> [EXTRACTED MATERIAL]:

──────

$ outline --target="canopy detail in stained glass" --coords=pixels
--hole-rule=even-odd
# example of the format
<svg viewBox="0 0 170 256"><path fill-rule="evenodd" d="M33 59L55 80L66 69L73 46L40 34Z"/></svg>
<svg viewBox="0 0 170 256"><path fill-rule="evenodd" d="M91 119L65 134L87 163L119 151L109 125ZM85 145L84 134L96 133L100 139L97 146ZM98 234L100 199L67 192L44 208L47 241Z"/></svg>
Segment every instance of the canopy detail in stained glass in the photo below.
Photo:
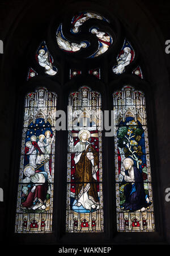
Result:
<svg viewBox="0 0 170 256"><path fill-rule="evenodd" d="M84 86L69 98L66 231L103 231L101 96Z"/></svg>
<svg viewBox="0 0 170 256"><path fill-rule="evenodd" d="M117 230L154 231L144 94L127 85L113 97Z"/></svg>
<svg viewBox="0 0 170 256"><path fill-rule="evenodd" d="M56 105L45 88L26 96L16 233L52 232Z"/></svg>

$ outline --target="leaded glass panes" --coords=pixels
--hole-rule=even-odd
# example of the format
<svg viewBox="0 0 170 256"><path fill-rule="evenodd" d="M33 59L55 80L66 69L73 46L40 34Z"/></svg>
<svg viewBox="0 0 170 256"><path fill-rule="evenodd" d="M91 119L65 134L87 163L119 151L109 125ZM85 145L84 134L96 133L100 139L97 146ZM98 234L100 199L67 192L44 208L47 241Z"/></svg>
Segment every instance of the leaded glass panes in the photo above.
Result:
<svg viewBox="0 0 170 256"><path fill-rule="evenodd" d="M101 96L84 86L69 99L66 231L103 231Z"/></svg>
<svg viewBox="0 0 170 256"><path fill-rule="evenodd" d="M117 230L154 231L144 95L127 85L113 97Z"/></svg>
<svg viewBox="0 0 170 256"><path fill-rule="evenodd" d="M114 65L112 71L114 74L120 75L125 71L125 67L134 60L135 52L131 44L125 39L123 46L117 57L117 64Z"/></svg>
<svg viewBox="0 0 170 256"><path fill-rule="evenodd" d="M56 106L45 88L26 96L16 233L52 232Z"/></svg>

──────

> [GIVEN TASK]: Write out the full listing verbatim, excluding its pictures.

> [EXERCISE OUTPUT]:
$ outline --target="canopy detail in stained glass" --coords=pixels
--hole-rule=even-odd
# example of the format
<svg viewBox="0 0 170 256"><path fill-rule="evenodd" d="M33 59L55 80L66 69L73 46L40 34Z"/></svg>
<svg viewBox="0 0 170 256"><path fill-rule="evenodd" d="M91 119L65 134L87 163L119 151L109 125ZM85 145L84 134L96 133L100 139L97 146ZM98 234L100 199L67 192L44 208L47 241Z"/></svg>
Segment every instance of the canopy detail in stained glass in the photo below.
Photo:
Result:
<svg viewBox="0 0 170 256"><path fill-rule="evenodd" d="M84 86L69 98L66 231L103 231L101 96Z"/></svg>
<svg viewBox="0 0 170 256"><path fill-rule="evenodd" d="M117 230L154 231L144 94L127 85L113 97Z"/></svg>
<svg viewBox="0 0 170 256"><path fill-rule="evenodd" d="M56 105L45 88L26 96L16 233L52 232Z"/></svg>

$ outline --target="leaded glass panes" --coords=pixels
--hole-rule=even-odd
# example of the format
<svg viewBox="0 0 170 256"><path fill-rule="evenodd" d="M33 59L55 80L66 69L73 46L40 34Z"/></svg>
<svg viewBox="0 0 170 256"><path fill-rule="evenodd" d="M91 119L65 134L87 163L119 151L109 125ZM85 145L84 134L96 133L100 139L97 146ZM98 234L100 199L67 192L44 208L47 241Z"/></svg>
Segment every instance of the leaded glass panes in the photo above.
Result:
<svg viewBox="0 0 170 256"><path fill-rule="evenodd" d="M101 96L84 86L69 99L66 231L103 231Z"/></svg>
<svg viewBox="0 0 170 256"><path fill-rule="evenodd" d="M117 230L154 231L144 95L127 85L113 97Z"/></svg>
<svg viewBox="0 0 170 256"><path fill-rule="evenodd" d="M114 65L112 71L114 74L120 75L125 71L125 67L134 60L135 52L131 44L125 39L123 46L117 57L117 64Z"/></svg>
<svg viewBox="0 0 170 256"><path fill-rule="evenodd" d="M56 106L45 88L26 96L16 233L52 232Z"/></svg>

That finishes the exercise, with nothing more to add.